◆ Mask labeling examples
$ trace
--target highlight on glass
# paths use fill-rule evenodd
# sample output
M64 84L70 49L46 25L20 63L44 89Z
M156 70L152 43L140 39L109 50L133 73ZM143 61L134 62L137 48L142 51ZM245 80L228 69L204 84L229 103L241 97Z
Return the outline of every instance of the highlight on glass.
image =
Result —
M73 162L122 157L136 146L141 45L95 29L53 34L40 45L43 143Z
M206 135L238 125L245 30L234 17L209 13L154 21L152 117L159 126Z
* * *
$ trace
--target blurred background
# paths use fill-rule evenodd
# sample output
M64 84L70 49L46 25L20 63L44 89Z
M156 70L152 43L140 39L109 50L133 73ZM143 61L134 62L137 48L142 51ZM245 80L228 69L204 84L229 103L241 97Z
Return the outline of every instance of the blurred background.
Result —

◆ Given exercise
List each line in the listing above that includes the word "background".

◆ Response to this task
--target blurred background
Return the outline of every instance of the blurred background.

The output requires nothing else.